Transcribe each of the following rows word for word, without changing anything.

[Rows from a pointing dataset]
::::

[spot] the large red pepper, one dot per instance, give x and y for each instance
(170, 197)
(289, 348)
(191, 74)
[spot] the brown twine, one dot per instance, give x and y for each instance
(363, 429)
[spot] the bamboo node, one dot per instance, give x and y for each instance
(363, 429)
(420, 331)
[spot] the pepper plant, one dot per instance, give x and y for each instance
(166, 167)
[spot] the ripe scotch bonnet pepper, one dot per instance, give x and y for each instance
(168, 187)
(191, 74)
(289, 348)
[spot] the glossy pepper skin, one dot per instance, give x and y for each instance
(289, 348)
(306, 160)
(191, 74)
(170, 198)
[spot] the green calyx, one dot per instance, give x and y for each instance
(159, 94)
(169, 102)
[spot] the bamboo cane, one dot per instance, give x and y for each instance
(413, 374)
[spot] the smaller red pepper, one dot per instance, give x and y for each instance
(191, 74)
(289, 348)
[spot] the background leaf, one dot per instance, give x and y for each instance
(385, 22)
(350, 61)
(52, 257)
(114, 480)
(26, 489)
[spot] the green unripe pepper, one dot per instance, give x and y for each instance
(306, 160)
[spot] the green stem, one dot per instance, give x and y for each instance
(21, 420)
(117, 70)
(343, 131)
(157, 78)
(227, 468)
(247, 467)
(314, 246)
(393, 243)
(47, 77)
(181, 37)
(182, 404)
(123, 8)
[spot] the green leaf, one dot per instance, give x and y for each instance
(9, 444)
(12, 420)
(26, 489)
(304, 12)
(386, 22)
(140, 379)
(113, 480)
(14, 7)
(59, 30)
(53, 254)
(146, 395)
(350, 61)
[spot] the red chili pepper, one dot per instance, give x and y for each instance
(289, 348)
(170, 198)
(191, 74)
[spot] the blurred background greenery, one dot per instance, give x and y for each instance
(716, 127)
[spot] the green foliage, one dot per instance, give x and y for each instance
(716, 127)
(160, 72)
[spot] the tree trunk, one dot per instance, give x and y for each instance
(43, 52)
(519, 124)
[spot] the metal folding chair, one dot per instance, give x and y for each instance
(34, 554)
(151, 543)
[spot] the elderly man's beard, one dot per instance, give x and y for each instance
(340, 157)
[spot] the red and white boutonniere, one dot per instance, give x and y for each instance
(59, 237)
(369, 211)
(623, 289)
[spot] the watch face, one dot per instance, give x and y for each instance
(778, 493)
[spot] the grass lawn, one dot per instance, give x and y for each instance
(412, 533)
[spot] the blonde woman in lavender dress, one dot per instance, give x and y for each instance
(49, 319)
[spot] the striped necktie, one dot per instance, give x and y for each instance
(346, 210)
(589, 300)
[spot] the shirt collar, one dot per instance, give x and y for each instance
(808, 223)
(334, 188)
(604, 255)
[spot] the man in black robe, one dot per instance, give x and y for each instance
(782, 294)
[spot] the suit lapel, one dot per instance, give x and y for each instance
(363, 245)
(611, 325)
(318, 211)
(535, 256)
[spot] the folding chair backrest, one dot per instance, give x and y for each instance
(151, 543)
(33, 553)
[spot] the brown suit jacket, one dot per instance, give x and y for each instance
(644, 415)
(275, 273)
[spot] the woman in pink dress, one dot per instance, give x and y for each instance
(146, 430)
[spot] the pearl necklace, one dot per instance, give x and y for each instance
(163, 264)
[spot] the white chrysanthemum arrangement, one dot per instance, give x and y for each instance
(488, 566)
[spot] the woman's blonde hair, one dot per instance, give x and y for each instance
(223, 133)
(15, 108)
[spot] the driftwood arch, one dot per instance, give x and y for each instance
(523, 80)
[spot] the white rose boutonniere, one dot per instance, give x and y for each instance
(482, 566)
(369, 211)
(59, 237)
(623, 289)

::::

Output below –
[spot] the large red pepper, one dot per instance, give x and y for each instance
(170, 197)
(289, 348)
(191, 74)
[spot] the brown twine, one dot per instance, give x and y for each instance
(363, 429)
[spot] the bamboo node, one dot per instance, give x and y for each instance
(363, 429)
(420, 331)
[spot] the pepper plant, one dot per instance, give x and y for each instance
(166, 167)
[spot] the ripe scotch bonnet pepper, one dot per instance, give x and y for each instance
(168, 187)
(191, 74)
(289, 348)
[spot] the glossy pepper skin, one dot per instance, give x and y for each instance
(289, 348)
(306, 160)
(191, 74)
(170, 198)
[spot] the green calyx, one dot per instance, give x and y for each instance
(159, 94)
(169, 102)
[spot] the bamboo cane, one dot per instance, give x and y for each instance
(413, 374)
[spot] the smaller red pepper, one dot per instance, give x and y for each instance
(191, 74)
(289, 348)
[spot] the background leaf, one dot per instance, give x and y for each instance
(385, 22)
(350, 61)
(52, 257)
(114, 480)
(26, 489)
[spot] the green unripe pepper, one dot per instance, give x and y for each instance
(306, 160)
[spot] the green stem, one dot per instance, give x and y for each instance
(21, 420)
(117, 70)
(343, 131)
(157, 78)
(227, 468)
(247, 467)
(314, 246)
(393, 243)
(47, 77)
(181, 37)
(182, 404)
(123, 8)
[spot] the green leaf, one dot per instance, give x and y for each instance
(9, 444)
(12, 420)
(26, 489)
(304, 12)
(386, 22)
(140, 379)
(113, 480)
(14, 7)
(59, 30)
(53, 254)
(146, 395)
(350, 61)
[spot] the red chili pepper, one dot per instance, give x and y for each instance
(289, 348)
(170, 198)
(191, 74)
[spot] the blurred background greenery, one dot per instance, give x and y for each instance
(716, 127)
[spot] the green foliage, one dot per instance, give x and y for each instance
(716, 127)
(160, 72)
[spot] the tree trunk, one dot per instance, give x and y for each instance
(43, 52)
(519, 124)
[spot] the metal folding chair, one dot per instance, give x and y for each instance
(34, 554)
(151, 543)
[spot] the elderly man's beard, one dot per instance, give x and y for each instance
(340, 157)
[spot] the red and white boutonniere, one dot per instance, give x and y for each instance
(59, 237)
(369, 211)
(623, 289)
[spot] the watch face, one dot per instance, give x and y for each instance
(778, 493)
[spot] the grass lawn, one dot per instance, give x and y for each instance
(412, 533)
[spot] the blonde woman in lavender dress, one dot per instance, give x and y for each instance
(49, 319)
[spot] the striped necktie, one dot per instance, give x and y for each instance
(346, 210)
(589, 300)
[spot] the shirt collar, one dot per instance, give x and y for each instance
(808, 223)
(334, 188)
(604, 255)
[spot] the man in black robe, one dot per instance, give x and y for each instance
(782, 294)
[spot] the suit lapel, one dot per instance, give x and y for each instance
(363, 245)
(611, 325)
(318, 211)
(535, 256)
[spot] the folding chair backrest, one dot per instance, give x and y for each instance
(151, 543)
(33, 553)
[spot] the brown suit jacket, one dot per instance, give x and y for each instance
(644, 415)
(275, 273)
[spot] the woman in pink dress, one dot per instance, give x and y for each instance
(146, 430)
[spot] the pearl necklace, one dot per instance, give x and y for each instance
(163, 264)
[spot] the white chrysanthemum arrangement, one dot per instance, give x and y for each instance
(488, 566)
[spot] the woman's blonde hair, one dot per instance, give x and y for each instance
(223, 133)
(15, 108)
[spot] the driftwood arch, one dot per instance, give x and y for each instance
(523, 80)
[spot] the white rose boutonniere, one dot per instance, give x and y for each instance
(482, 566)
(369, 211)
(59, 237)
(623, 289)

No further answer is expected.